▸ **Testo del documento**

Il tema della sanità pubblica in Italia è uno dei più caldi. “Stiamo assistendo al lento smantellamento del Servizio sanitario nazionale. Continuare a distogliere lo sguardo significa condannare milioni di persone a rinunciare a un diritto fondamentale: la salute”. Lo afferma Nino Cartabellotta, presidente della Fondazione Gimbe, che riassume perfettamente quanto contenuto nell’ottavo rapporto Gimbe sul Servizio sanitario nazionale (Ssn). Presentato alla Camera dei deputati, è più di un documento: è un referto clinico di un sistema che sta cedend, struttura dopo struttura, organo dopo organo. Negli ultimi tre anni, la sanità pubblica ha visto evaporare 13,1 miliardi di euro rispetto a quanto gli sarebbe spettato. Allo stesso tempo, le famiglie hanno speso 41 miliardi di tasca propria per curarsi e un italiano su dieci ha persino rinunciato alle cure, spesso proprio per ragioni economiche.

Il dato più inquietante è che non sono sufficienti aumenti degli investimenti sul Ssn di piccole cifre. Nonostante i fondi siano passati da 125 a 136 miliardi tra il 2022 e il 2025, l’inflazione e i costi energetici si sono mangiati gran parte del potere di sviluppo reale. Il risultato è un de-finanziamento “mascherato”: il peso della spesa sanitaria è scesa dal 6,3% al 6,1% in riferimento al prodotto interno lordo (pil) e nei prossimi anni potrebbe calare fino al 5,8%. Tradotto vuol dire meno risorse, meno servizi, più disuguaglianze.

Se curarsi sta diventando un lusso

La promessa di uguaglianza nell’accesso alle cure è ormai solo teoria. Nel 2023 solo tredici regioni rispettavano i livelli essenziali di assistenza (Lea), cioè i servizi minimi che dovrebbero essere garantiti a tutte e tutti dal Servizio sanitario nazionale. Il Mezzogiorno resta indietro e, purtroppo, non è una novità. Solo Puglia, Campania e Sardegna raggiungono la sufficienza, mentre le altre arrancano.

Il risultato ci mette di fronte a un paese spaccato: ogni anno milioni di italiani viaggiano verso Nord per curarsi, generando una mobilità sanitaria da oltre 5 miliardi di euro. Chi non può permetterselo, resta indietro. Il 9,9% degli italiani ha rinunciato a una prestazione sanitaria secondo i dati Istat. In Sardegna si arriva anche al 17,7%. Le differenze geografiche si misurano persino in anni di vita: in Trentino si vive in media 84,7 anni, in Italia centrale la speranza di vita alla nascita è di circa 83,7 anni, mentre tra Sicilia, Basilicata e Calabria si registrano i valori più bassi della speranza di vita con 82,45 anni.

▸ **Compito**
Puoi trascrivere dal testo sulla sanità pubblica il passo che comincia con "La promessa di" e prosegue fino a "le altre arrancano."?

▸ **Dati forniti**
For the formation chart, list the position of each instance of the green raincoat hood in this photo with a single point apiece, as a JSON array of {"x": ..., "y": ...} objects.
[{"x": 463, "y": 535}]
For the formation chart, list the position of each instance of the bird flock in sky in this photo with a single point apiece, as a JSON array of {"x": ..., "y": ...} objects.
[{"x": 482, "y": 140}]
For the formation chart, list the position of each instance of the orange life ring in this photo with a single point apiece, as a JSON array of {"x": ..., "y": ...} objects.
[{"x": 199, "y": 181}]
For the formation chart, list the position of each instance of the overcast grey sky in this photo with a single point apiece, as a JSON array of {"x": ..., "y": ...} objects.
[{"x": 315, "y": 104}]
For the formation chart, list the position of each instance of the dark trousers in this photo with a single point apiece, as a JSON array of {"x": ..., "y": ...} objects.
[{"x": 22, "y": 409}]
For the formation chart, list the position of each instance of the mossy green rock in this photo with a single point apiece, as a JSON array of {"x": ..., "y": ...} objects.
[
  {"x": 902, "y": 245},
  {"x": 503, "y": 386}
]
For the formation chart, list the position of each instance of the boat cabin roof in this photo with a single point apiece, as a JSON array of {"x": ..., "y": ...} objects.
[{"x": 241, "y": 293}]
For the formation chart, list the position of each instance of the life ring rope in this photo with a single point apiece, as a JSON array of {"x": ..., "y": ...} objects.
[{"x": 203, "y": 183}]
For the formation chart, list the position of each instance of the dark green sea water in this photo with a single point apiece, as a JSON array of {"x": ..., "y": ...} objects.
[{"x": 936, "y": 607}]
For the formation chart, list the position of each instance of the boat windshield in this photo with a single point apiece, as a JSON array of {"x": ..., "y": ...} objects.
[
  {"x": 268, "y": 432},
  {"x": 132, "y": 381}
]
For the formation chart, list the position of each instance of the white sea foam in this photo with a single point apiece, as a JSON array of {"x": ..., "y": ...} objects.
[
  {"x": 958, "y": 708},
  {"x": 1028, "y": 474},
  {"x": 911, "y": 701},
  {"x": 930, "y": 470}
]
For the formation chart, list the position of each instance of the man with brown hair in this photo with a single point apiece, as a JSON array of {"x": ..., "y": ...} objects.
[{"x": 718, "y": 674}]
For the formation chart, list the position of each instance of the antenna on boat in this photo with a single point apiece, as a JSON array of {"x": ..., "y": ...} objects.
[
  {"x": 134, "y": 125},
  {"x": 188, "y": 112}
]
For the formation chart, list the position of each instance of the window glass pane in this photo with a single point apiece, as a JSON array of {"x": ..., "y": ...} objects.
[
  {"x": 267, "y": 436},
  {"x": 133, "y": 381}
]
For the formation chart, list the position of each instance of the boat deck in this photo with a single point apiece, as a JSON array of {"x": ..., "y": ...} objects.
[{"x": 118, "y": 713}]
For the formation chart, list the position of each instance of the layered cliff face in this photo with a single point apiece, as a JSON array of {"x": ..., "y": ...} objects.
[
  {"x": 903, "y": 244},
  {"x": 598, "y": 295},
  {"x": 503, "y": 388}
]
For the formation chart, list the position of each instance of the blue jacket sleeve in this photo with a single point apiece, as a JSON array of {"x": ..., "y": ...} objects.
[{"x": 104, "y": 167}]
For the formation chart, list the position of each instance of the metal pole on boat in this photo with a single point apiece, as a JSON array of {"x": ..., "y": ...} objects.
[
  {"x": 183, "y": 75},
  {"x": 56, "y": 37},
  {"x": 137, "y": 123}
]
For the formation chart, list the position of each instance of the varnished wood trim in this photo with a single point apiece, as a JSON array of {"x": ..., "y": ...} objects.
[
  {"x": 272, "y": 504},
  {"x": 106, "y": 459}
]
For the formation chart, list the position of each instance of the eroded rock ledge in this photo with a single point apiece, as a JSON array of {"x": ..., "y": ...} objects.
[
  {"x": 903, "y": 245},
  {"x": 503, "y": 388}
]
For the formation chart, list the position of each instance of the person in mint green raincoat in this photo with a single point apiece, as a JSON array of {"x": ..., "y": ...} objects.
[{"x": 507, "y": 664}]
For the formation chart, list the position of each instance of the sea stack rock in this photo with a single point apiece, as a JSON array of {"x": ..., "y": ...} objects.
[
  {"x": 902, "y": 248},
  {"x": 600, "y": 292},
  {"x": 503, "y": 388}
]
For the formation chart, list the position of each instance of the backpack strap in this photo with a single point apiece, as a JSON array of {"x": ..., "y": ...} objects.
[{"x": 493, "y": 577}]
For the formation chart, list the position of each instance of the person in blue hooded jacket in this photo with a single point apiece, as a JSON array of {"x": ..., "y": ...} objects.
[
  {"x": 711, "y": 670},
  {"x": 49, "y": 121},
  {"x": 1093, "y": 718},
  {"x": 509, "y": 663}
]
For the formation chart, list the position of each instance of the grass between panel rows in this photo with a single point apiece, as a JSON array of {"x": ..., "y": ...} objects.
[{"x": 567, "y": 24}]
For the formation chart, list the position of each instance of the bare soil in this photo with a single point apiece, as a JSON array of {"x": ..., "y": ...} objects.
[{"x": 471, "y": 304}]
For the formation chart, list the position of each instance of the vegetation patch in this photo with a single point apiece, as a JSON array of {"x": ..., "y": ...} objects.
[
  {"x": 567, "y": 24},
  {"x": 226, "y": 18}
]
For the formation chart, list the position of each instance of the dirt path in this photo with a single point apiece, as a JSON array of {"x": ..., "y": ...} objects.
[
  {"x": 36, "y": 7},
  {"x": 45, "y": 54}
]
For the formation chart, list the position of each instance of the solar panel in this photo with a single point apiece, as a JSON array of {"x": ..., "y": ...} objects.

▸ **Soluzione**
La promessa di uguaglianza nell’accesso alle cure è ormai solo teoria. Nel 2023 solo tredici regioni rispettavano i livelli essenziali di assistenza (Lea), cioè i servizi minimi che dovrebbero essere garantiti a tutte e tutti dal Servizio sanitario nazionale. Il Mezzogiorno resta indietro e, purtroppo, non è una novità. Solo Puglia, Campania e Sardegna raggiungono la sufficienza, mentre le altre arrancano.